== Work instructions ==
Please write out, exactly as given, every line of the entries below up to and including the line with "positive clicks: (283, 129)".

== The records ==
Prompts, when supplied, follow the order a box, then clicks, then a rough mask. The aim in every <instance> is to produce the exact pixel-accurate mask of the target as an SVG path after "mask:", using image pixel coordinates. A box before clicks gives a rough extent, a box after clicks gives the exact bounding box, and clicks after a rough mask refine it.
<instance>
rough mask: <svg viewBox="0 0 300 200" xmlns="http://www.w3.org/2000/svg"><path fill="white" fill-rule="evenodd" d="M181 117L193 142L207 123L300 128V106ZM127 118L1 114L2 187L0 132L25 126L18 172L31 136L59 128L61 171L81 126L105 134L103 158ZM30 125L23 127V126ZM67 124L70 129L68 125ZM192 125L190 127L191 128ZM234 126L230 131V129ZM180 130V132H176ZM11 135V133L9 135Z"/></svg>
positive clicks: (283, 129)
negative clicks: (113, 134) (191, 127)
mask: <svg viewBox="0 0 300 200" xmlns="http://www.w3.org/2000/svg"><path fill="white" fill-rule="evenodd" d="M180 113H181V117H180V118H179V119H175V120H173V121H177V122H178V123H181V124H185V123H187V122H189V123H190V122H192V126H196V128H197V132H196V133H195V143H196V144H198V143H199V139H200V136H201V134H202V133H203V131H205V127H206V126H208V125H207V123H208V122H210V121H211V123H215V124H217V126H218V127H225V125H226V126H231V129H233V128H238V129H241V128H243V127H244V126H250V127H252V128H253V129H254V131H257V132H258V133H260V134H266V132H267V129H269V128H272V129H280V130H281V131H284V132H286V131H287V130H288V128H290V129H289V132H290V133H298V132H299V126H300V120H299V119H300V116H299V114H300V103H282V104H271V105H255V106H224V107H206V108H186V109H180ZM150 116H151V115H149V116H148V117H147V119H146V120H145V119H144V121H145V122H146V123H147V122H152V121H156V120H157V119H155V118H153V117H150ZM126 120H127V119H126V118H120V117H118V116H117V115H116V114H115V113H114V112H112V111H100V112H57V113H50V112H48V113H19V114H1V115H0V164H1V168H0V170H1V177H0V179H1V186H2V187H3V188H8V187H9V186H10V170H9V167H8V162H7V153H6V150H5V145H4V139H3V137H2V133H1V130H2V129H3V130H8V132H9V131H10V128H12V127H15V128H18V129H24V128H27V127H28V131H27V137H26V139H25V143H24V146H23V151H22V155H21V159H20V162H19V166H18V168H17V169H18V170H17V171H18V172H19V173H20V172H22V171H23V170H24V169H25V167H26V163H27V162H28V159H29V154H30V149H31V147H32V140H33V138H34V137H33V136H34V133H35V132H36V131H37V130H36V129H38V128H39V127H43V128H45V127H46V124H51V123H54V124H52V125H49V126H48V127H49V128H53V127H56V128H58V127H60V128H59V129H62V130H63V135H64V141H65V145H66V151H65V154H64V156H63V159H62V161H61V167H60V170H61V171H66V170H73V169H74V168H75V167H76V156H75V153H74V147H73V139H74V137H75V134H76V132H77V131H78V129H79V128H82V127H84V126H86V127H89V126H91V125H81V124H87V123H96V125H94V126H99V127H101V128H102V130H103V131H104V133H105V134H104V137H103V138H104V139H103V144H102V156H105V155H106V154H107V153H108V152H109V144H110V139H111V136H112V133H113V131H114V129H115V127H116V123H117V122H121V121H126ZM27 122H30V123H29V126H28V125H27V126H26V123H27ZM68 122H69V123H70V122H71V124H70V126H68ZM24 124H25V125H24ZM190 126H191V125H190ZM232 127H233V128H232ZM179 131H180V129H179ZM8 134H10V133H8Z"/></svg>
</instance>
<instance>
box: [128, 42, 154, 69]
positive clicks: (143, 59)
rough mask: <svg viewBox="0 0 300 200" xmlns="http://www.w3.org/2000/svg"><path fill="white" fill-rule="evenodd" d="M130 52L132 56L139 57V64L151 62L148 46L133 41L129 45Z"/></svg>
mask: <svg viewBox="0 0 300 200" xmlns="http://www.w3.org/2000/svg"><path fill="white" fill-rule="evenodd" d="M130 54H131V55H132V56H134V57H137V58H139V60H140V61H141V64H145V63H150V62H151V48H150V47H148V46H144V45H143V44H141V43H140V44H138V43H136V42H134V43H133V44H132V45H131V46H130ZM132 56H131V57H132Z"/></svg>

== Output for this task ==
Prompts, when supplied, follow the order a box, then clicks, then a rough mask. The aim in every <instance> is to produce the exact pixel-accurate mask of the target as an SVG path after "mask:", using image pixel coordinates. A box before clicks gives a rough extent, a box after clicks gives the exact bounding box, and clicks after a rough mask refine it.
<instance>
rough mask: <svg viewBox="0 0 300 200" xmlns="http://www.w3.org/2000/svg"><path fill="white" fill-rule="evenodd" d="M181 117L193 142L207 123L300 128V106ZM127 118L1 114L2 187L0 132L25 126L18 172L31 136L59 128L61 171L81 126L105 134L103 158ZM30 125L23 127V126ZM67 124L70 129L68 125ZM192 125L190 127L191 128ZM234 126L230 131V129ZM180 130V132H176ZM11 135V133L9 135Z"/></svg>
positive clicks: (283, 129)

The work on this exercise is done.